• [Source records]
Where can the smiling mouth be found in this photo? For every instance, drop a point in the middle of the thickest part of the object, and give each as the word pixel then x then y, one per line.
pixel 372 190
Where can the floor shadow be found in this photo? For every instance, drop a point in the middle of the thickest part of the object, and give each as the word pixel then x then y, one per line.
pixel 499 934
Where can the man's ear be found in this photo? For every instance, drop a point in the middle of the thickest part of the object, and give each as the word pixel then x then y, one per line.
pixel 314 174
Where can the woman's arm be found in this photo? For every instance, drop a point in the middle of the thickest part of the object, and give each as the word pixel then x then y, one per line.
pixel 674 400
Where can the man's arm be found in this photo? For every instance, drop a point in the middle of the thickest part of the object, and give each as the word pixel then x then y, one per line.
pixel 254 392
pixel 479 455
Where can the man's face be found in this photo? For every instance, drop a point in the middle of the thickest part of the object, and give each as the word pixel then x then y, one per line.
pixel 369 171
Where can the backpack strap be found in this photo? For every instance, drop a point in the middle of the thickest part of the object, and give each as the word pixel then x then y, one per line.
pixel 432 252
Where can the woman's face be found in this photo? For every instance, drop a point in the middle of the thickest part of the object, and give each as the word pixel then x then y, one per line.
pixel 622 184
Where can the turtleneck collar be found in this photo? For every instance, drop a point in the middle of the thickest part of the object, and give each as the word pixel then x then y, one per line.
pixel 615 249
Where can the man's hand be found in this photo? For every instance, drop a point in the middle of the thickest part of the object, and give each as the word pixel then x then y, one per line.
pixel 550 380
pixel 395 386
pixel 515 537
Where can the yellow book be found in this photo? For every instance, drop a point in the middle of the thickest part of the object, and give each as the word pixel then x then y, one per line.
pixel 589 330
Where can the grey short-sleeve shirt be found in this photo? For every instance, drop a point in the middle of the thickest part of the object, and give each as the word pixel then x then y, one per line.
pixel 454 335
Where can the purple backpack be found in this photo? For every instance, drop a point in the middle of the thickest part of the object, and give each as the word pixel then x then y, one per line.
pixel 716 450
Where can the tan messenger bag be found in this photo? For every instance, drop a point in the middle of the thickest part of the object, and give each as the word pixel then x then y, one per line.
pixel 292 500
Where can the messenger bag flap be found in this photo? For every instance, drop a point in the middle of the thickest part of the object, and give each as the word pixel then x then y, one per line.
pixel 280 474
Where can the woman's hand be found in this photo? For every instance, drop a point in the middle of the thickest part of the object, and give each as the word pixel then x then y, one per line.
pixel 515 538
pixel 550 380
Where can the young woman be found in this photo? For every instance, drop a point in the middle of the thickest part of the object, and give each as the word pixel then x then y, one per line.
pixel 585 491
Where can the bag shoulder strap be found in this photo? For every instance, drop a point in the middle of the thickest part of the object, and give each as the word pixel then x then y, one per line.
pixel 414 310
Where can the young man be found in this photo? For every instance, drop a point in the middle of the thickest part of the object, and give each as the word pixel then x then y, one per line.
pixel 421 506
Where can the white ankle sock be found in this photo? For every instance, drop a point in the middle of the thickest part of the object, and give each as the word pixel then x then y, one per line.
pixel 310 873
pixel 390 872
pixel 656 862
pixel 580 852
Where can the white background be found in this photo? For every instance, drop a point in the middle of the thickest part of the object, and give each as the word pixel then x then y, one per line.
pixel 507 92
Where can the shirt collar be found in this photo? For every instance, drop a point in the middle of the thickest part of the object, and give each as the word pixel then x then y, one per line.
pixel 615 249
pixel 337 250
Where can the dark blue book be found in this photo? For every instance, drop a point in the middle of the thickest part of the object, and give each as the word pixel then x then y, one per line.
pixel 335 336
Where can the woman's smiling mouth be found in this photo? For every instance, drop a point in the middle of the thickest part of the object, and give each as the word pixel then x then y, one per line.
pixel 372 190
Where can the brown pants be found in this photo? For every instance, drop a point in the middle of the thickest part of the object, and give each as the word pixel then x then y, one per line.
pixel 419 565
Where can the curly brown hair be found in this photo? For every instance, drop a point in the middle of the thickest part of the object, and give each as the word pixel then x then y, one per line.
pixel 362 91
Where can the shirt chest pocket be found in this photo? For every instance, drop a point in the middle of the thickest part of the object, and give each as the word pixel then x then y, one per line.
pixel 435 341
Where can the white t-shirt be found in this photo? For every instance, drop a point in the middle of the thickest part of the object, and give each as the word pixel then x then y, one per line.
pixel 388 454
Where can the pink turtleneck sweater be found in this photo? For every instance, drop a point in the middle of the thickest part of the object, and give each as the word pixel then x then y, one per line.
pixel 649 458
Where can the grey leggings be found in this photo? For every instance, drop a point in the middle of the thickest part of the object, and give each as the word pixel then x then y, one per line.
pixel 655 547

• [Exercise description] From the first line to the last, retype the data exactly.

• [Task answer]
Where can the smiling mouth be found in this photo? For every instance, drop a point in the middle of the thickest part of the object, and give each as the word pixel then x then y, one per line.
pixel 372 190
Where can the floor shadow be found in this photo? For every instance, drop a point in the middle of the thickest part of the object, and give each as the word pixel then x then y, one per line.
pixel 499 934
Where can the man's ear be found in this photo? For every instance, drop a point in the middle of the thickest part of the object, and give each as the word pixel then x then y, one per line.
pixel 314 174
Where can the woman's arm be found in this photo? For every instance, drop a point in the middle of the thickest part of the object, and give each as the word pixel then x then y, one per line.
pixel 674 400
Where can the man's arm be found in this photo? For every instance, drop a point in the middle of the thickest part of the object, and give each as the word pixel then x then y, one per line.
pixel 254 392
pixel 479 455
Where can the man's face be found in this photo? For every instance, drop a point in the middle of the thickest part of the object, and give each as the word pixel then x then y, one per line.
pixel 369 171
Where can the backpack strap be found in this photo? For every instance, drop a point in the middle of the thickest part of the object, and give each as the word pixel then x then y, one per line.
pixel 432 252
Where can the woman's face be found in this photo? For every instance, drop a point in the middle of the thickest part of the object, and give each as the word pixel then x then y, one per line.
pixel 622 184
Where can the turtleneck collar be found in this photo? For every instance, drop a point in the middle of the thickest part of the object, and give each as the word pixel then x then y, one per line.
pixel 615 249
Where can the man's hand be found in this photo? For every instance, drop a point in the middle of the thickest part of the object, and give each as the word pixel then x then y, one per line.
pixel 550 380
pixel 395 386
pixel 515 537
Where can the yellow book be found in this photo? For every instance, drop a point in the middle of the thickest part of the object, and give each as the word pixel then x then y, one per line.
pixel 589 330
Where can the grey short-sleeve shirt be found in this photo? For every instance, drop a point in the middle of the thickest part of the object, and give each as the word pixel then x then y, one per line.
pixel 454 335
Where can the purple backpack be found in this photo? For every instance, drop a point in the middle of the thickest part of the object, and give each as the word pixel then x then y, one per line.
pixel 716 450
Where can the tan messenger bag be found in this photo? For every instance, drop a point in the middle of the thickest part of the object, and give each as the word pixel then x then y, one per line.
pixel 292 500
Where can the messenger bag flap be found in this photo? For every instance, drop a point in the middle of the thickest part of the object, and give each as the word pixel then x then y, one per line.
pixel 280 474
Where can the woman's hand be found in this photo? For every instance, drop a point in the middle of the thickest part of the object, and give each as the word pixel then x then y, one per line.
pixel 515 538
pixel 550 380
Where can the young woman be found in this photo? For every instance, drop a point in the middle of the thickest part of the object, and give each as the word pixel then x then y, one per line.
pixel 585 491
Where can the bag shoulder strap be found in this photo? For every instance, drop a point in the middle of the thickest part of the object, and give each as the word pixel then x then y, one per line.
pixel 414 310
Where can the young man be found in this photo? For every instance, drop a point in the middle of the thickest part of the object, and give each as the word pixel then x then y, one per line.
pixel 421 506
Where can the white ankle sock be found in this photo? For every instance, drop a point in the middle of the thickest part of the object, and give each as the word pixel then x then y, one per line.
pixel 310 873
pixel 390 872
pixel 656 862
pixel 580 852
Where can the white background be found in this photo? For every instance, drop a point in the middle of the thickest part of the object, and give each as the word pixel then x then y, one per line.
pixel 507 92
Where can the shirt collar be found in this photo? For every instance, drop a point in the middle of the thickest part of the object, and give each as the word pixel then x then y, one per line.
pixel 615 249
pixel 337 250
Where can the dark blue book be found in this photo? For every instance, drop a point in the middle of the thickest part of the object, and give each as the word pixel then x then y, one per line.
pixel 335 336
Where can the woman's smiling mouth be found in this photo? For every instance, drop a point in the middle of the thickest part of the object, and give each as the word pixel then x then y, one per line.
pixel 372 190
Where can the brown pants be found in this photo? For every instance, drop a point in the middle of the thickest part of the object, and give each as the word pixel then x then y, one per line.
pixel 419 565
Where can the curly brown hair be found in this photo? For every instance, drop a point in the middle of the thickest part of the object, and give each as the word pixel then x then y, one per line.
pixel 362 91
Where can the shirt chest pocket be found in this photo? For every instance, drop a point in the middle of the thickest part of the object, and give each as the word pixel then x then y, one per line.
pixel 435 341
Where can the white t-shirt be found in this photo? For every instance, drop a point in the middle of the thickest part of the object, and give each as the word pixel then x then y, one per line.
pixel 388 454
Where can the pink turtleneck sweater be found in this photo? For every instance, drop a point in the middle of the thickest part of the object, and give each as the word pixel then x then y, one per line.
pixel 649 458
Where can the grey leggings be found in this photo? For every instance, drop a point in the middle of the thickest part of the object, and give each as the word pixel then x then y, one per line.
pixel 655 547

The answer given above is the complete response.